Starting at the line that contains "Target: train roof" and stopping at the line that contains "For every instance of the thumb, give", restate each line of the records below exactly. Omit the pictures.

=== Section Start ===

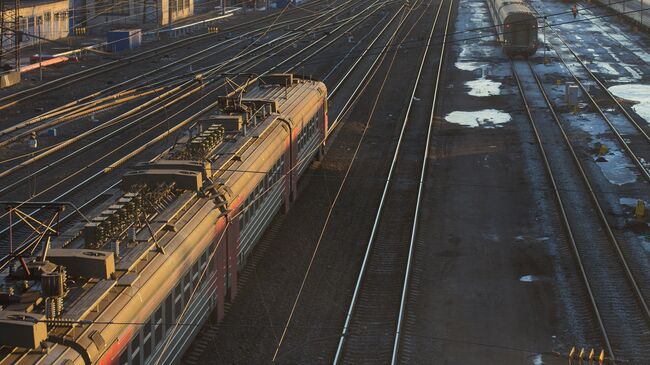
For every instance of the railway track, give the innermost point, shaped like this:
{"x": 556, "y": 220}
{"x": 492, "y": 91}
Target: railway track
{"x": 616, "y": 297}
{"x": 305, "y": 58}
{"x": 92, "y": 179}
{"x": 371, "y": 333}
{"x": 15, "y": 98}
{"x": 630, "y": 134}
{"x": 170, "y": 86}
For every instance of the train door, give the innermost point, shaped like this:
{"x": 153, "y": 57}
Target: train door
{"x": 520, "y": 34}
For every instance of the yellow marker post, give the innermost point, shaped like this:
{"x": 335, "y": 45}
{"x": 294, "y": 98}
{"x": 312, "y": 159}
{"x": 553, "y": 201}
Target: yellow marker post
{"x": 602, "y": 151}
{"x": 639, "y": 212}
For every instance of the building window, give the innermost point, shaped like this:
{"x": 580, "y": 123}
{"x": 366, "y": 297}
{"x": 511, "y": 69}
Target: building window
{"x": 158, "y": 326}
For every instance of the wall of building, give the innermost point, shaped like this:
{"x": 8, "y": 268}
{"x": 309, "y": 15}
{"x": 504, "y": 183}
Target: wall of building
{"x": 49, "y": 19}
{"x": 133, "y": 13}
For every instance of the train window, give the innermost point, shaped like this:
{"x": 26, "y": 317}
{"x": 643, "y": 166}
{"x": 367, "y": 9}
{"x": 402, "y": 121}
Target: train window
{"x": 158, "y": 328}
{"x": 204, "y": 259}
{"x": 178, "y": 300}
{"x": 187, "y": 289}
{"x": 124, "y": 357}
{"x": 135, "y": 350}
{"x": 195, "y": 273}
{"x": 169, "y": 316}
{"x": 147, "y": 339}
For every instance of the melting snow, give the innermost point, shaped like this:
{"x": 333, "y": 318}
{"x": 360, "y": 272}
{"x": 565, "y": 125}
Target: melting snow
{"x": 617, "y": 169}
{"x": 483, "y": 87}
{"x": 529, "y": 278}
{"x": 487, "y": 118}
{"x": 636, "y": 93}
{"x": 537, "y": 359}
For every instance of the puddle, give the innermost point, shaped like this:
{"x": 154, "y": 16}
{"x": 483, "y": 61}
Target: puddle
{"x": 617, "y": 169}
{"x": 635, "y": 93}
{"x": 487, "y": 118}
{"x": 483, "y": 87}
{"x": 469, "y": 66}
{"x": 630, "y": 202}
{"x": 537, "y": 359}
{"x": 644, "y": 243}
{"x": 529, "y": 278}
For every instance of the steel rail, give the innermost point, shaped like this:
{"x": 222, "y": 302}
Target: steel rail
{"x": 185, "y": 88}
{"x": 615, "y": 245}
{"x": 82, "y": 75}
{"x": 601, "y": 213}
{"x": 97, "y": 174}
{"x": 72, "y": 106}
{"x": 83, "y": 332}
{"x": 371, "y": 71}
{"x": 563, "y": 213}
{"x": 617, "y": 134}
{"x": 370, "y": 245}
{"x": 405, "y": 287}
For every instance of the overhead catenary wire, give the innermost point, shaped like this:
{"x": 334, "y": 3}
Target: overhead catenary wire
{"x": 466, "y": 39}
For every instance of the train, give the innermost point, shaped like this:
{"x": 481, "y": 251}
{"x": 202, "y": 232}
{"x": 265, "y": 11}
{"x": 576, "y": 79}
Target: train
{"x": 516, "y": 26}
{"x": 133, "y": 283}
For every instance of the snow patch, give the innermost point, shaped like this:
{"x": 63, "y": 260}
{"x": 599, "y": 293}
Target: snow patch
{"x": 529, "y": 278}
{"x": 483, "y": 87}
{"x": 487, "y": 118}
{"x": 636, "y": 93}
{"x": 617, "y": 169}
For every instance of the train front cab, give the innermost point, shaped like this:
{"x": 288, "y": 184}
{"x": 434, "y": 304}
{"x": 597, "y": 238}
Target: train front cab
{"x": 520, "y": 34}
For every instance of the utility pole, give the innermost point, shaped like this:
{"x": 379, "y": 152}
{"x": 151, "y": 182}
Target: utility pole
{"x": 10, "y": 34}
{"x": 40, "y": 49}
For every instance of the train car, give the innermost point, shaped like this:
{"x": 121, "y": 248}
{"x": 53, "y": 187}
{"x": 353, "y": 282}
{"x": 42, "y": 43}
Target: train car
{"x": 133, "y": 284}
{"x": 516, "y": 26}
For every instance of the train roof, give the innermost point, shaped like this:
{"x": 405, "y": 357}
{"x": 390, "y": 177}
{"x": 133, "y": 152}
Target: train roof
{"x": 94, "y": 273}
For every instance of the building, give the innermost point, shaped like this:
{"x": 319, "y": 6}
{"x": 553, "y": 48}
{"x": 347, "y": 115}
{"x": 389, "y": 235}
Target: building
{"x": 107, "y": 14}
{"x": 45, "y": 19}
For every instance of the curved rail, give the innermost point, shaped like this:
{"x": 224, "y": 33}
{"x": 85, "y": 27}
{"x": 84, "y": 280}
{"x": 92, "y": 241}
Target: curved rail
{"x": 635, "y": 291}
{"x": 345, "y": 334}
{"x": 402, "y": 306}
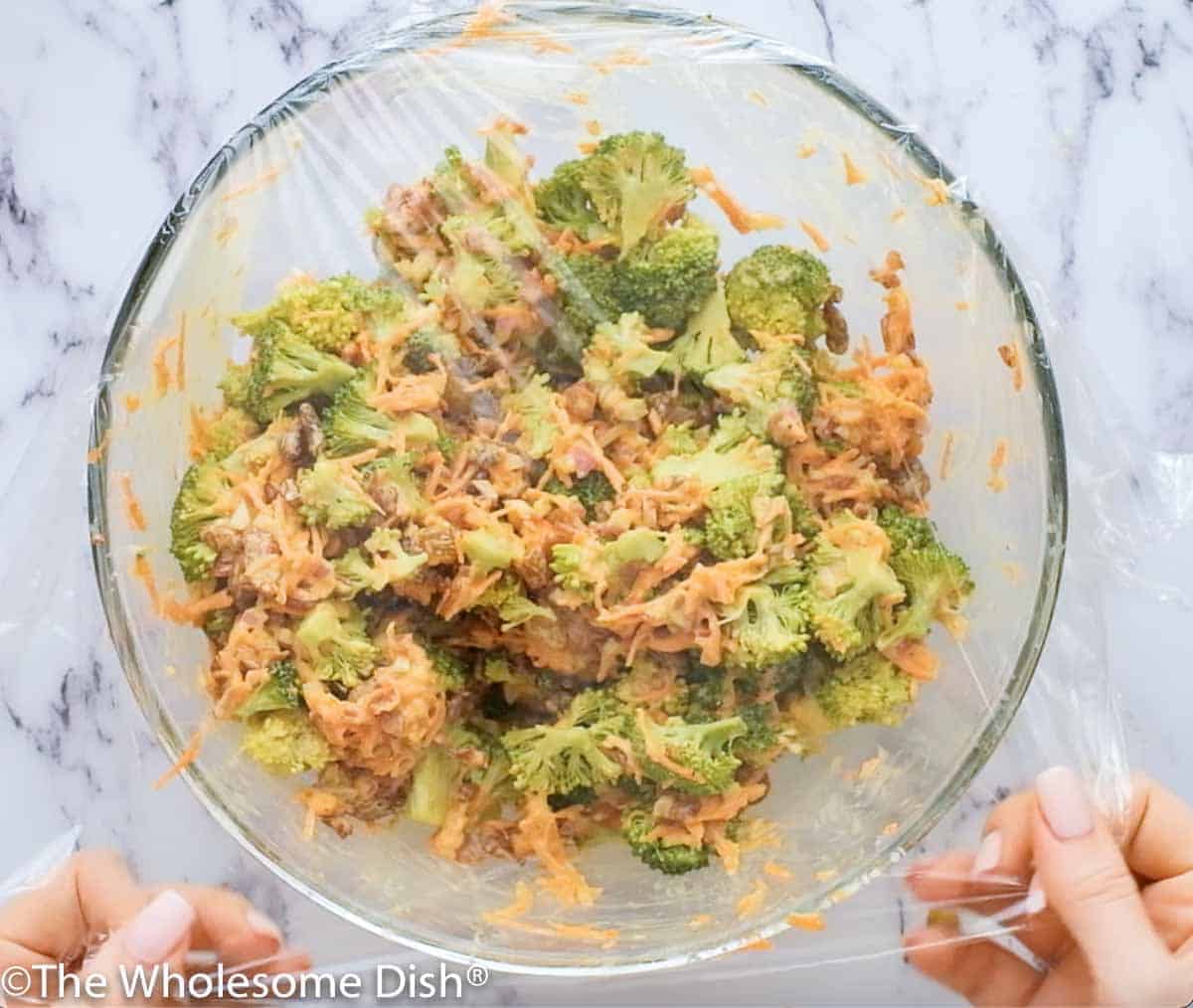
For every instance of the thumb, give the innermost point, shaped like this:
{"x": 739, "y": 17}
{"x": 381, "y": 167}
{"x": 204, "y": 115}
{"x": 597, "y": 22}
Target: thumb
{"x": 150, "y": 937}
{"x": 1089, "y": 884}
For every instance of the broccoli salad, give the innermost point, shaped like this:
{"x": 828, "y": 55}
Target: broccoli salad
{"x": 564, "y": 528}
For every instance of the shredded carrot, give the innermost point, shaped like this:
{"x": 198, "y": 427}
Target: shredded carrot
{"x": 132, "y": 510}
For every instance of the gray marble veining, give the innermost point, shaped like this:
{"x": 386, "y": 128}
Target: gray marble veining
{"x": 1073, "y": 116}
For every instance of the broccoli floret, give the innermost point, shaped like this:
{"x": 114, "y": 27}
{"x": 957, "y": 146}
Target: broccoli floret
{"x": 693, "y": 757}
{"x": 332, "y": 495}
{"x": 196, "y": 506}
{"x": 327, "y": 314}
{"x": 286, "y": 369}
{"x": 492, "y": 548}
{"x": 590, "y": 489}
{"x": 937, "y": 582}
{"x": 230, "y": 430}
{"x": 733, "y": 452}
{"x": 534, "y": 406}
{"x": 708, "y": 341}
{"x": 422, "y": 349}
{"x": 778, "y": 289}
{"x": 850, "y": 585}
{"x": 731, "y": 531}
{"x": 285, "y": 743}
{"x": 430, "y": 787}
{"x": 868, "y": 690}
{"x": 671, "y": 858}
{"x": 666, "y": 280}
{"x": 768, "y": 626}
{"x": 637, "y": 183}
{"x": 556, "y": 758}
{"x": 279, "y": 692}
{"x": 564, "y": 202}
{"x": 332, "y": 637}
{"x": 510, "y": 601}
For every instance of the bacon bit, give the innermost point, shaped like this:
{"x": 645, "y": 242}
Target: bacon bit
{"x": 853, "y": 174}
{"x": 946, "y": 454}
{"x": 1009, "y": 355}
{"x": 743, "y": 220}
{"x": 132, "y": 510}
{"x": 188, "y": 756}
{"x": 96, "y": 452}
{"x": 816, "y": 236}
{"x": 752, "y": 902}
{"x": 997, "y": 482}
{"x": 160, "y": 369}
{"x": 502, "y": 123}
{"x": 937, "y": 191}
{"x": 806, "y": 922}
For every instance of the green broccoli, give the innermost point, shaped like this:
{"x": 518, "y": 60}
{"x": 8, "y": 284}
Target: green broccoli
{"x": 708, "y": 341}
{"x": 281, "y": 691}
{"x": 422, "y": 349}
{"x": 693, "y": 757}
{"x": 332, "y": 495}
{"x": 778, "y": 289}
{"x": 767, "y": 626}
{"x": 637, "y": 183}
{"x": 492, "y": 548}
{"x": 850, "y": 585}
{"x": 535, "y": 405}
{"x": 510, "y": 601}
{"x": 937, "y": 582}
{"x": 733, "y": 452}
{"x": 198, "y": 502}
{"x": 590, "y": 489}
{"x": 866, "y": 690}
{"x": 285, "y": 743}
{"x": 332, "y": 637}
{"x": 284, "y": 369}
{"x": 327, "y": 314}
{"x": 669, "y": 858}
{"x": 666, "y": 280}
{"x": 228, "y": 430}
{"x": 564, "y": 202}
{"x": 430, "y": 787}
{"x": 558, "y": 758}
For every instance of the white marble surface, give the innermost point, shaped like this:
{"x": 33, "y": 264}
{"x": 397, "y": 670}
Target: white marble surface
{"x": 1073, "y": 118}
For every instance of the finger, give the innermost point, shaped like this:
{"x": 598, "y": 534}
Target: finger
{"x": 232, "y": 927}
{"x": 90, "y": 895}
{"x": 978, "y": 970}
{"x": 1090, "y": 886}
{"x": 1158, "y": 827}
{"x": 159, "y": 933}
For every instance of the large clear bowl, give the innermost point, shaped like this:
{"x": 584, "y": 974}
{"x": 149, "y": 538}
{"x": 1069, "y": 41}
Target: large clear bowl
{"x": 289, "y": 191}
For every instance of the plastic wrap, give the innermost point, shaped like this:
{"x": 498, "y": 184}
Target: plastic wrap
{"x": 785, "y": 135}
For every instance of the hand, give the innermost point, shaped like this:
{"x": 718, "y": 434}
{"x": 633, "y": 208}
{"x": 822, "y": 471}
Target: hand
{"x": 93, "y": 917}
{"x": 1112, "y": 925}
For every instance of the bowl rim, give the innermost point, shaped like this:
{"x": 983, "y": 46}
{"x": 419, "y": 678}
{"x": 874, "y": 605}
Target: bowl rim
{"x": 409, "y": 37}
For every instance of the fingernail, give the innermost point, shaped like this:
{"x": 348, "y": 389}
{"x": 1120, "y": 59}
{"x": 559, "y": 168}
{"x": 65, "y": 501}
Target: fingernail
{"x": 153, "y": 933}
{"x": 988, "y": 853}
{"x": 1036, "y": 899}
{"x": 1063, "y": 802}
{"x": 262, "y": 924}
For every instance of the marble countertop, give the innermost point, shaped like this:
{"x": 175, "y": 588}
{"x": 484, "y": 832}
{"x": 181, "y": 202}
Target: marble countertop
{"x": 1072, "y": 116}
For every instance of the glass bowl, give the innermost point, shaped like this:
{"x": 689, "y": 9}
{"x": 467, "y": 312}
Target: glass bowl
{"x": 289, "y": 191}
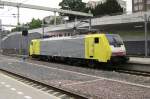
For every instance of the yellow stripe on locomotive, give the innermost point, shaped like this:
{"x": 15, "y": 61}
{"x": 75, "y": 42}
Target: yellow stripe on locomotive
{"x": 97, "y": 47}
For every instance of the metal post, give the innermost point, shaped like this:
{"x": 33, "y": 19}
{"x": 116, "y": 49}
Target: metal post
{"x": 0, "y": 40}
{"x": 18, "y": 15}
{"x": 55, "y": 18}
{"x": 75, "y": 21}
{"x": 146, "y": 40}
{"x": 90, "y": 24}
{"x": 43, "y": 27}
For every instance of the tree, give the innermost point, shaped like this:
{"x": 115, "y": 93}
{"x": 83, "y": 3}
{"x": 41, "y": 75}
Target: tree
{"x": 74, "y": 5}
{"x": 108, "y": 8}
{"x": 35, "y": 23}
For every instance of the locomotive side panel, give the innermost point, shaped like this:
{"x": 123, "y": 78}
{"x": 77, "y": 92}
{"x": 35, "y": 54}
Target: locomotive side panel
{"x": 73, "y": 47}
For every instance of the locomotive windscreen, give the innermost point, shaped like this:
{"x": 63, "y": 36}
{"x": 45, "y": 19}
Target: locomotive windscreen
{"x": 114, "y": 39}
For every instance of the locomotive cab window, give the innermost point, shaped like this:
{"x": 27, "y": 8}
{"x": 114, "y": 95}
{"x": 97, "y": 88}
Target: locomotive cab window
{"x": 96, "y": 40}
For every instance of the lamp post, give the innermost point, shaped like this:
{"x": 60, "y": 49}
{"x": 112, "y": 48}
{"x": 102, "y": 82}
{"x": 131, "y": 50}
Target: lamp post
{"x": 146, "y": 20}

=== Section End ===

§ TASK OUTPUT
Target: train roof
{"x": 94, "y": 273}
For every instance of the building, give the innermost point, shaped like this:
{"x": 319, "y": 6}
{"x": 553, "y": 48}
{"x": 347, "y": 115}
{"x": 389, "y": 235}
Target: building
{"x": 107, "y": 14}
{"x": 45, "y": 19}
For every instance of the curved rail, give the innermost point, shaped like this:
{"x": 224, "y": 33}
{"x": 85, "y": 27}
{"x": 84, "y": 280}
{"x": 92, "y": 241}
Target: curved rail
{"x": 635, "y": 291}
{"x": 345, "y": 334}
{"x": 402, "y": 306}
For every instance of the thumb, give the innermost point, shaped like this:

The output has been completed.